**REQUEST**:
Change "dishwasher" to "oven" in the part that opens with the line containing "the white subway" and closes with the line containing "220,240,286,338". Give those lines again with nothing else altered, and leave the pictures out.

++++++

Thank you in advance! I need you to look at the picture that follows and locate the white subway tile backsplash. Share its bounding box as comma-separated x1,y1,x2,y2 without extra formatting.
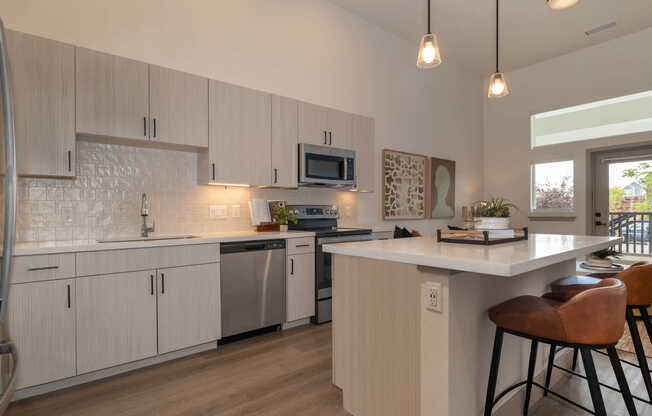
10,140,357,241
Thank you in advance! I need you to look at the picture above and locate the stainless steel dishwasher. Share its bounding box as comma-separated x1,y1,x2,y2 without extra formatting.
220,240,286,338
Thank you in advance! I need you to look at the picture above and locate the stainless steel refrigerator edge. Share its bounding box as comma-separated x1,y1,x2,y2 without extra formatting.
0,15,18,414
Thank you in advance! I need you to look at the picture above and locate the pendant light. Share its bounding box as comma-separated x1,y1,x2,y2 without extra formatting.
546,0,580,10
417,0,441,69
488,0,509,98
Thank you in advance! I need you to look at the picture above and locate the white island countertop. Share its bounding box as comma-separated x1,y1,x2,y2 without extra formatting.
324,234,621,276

++++++

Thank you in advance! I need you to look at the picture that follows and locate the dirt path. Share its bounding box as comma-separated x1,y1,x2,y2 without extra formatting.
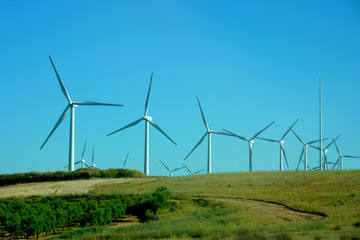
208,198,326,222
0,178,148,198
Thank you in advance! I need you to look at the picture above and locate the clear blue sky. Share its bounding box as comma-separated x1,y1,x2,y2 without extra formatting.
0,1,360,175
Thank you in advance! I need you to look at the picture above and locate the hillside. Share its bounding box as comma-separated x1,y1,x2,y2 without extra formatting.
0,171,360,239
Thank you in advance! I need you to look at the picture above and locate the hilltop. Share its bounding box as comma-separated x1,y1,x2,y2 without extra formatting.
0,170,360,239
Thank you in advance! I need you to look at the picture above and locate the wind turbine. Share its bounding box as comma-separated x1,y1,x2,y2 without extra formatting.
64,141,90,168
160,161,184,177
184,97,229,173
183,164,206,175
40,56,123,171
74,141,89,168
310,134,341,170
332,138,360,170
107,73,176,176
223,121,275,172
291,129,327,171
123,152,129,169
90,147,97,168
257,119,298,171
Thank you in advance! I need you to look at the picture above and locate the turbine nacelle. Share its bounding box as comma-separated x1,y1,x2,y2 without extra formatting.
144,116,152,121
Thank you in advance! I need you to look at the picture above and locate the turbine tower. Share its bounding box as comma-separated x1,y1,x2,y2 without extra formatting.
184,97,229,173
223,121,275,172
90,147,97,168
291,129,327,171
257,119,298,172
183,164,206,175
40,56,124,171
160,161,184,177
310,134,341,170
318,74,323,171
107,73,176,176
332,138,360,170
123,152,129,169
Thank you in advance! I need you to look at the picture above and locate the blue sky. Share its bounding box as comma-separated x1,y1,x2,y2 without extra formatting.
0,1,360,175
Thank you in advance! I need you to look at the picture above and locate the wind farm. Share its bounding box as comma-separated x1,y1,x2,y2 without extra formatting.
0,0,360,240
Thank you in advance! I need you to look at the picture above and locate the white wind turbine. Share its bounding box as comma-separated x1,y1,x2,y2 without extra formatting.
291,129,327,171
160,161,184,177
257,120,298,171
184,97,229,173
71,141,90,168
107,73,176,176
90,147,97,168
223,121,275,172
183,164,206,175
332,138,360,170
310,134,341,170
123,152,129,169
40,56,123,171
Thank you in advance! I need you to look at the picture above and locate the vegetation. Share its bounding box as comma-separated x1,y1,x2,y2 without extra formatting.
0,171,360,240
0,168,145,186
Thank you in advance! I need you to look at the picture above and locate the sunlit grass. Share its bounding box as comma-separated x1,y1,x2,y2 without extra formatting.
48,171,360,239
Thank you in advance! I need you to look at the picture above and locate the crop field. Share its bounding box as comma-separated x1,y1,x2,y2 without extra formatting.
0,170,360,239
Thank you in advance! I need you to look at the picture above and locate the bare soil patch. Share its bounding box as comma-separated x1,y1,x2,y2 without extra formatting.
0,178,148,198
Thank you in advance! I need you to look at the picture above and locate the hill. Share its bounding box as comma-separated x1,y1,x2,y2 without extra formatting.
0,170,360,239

++++++

**RESPONSE BELOW**:
Thank you in advance! I need you to look at the picture that follows and locate the white subway tile backsplash. Share its bounding box as comma-separated x1,y1,x2,y2 without extra formatting.
10,140,357,241
Thank you in advance! I need you to look at the picture above and locate the stainless steel oven. Share its bounding box as comma-separated x1,y1,x2,y2 without extra formatting.
220,240,286,338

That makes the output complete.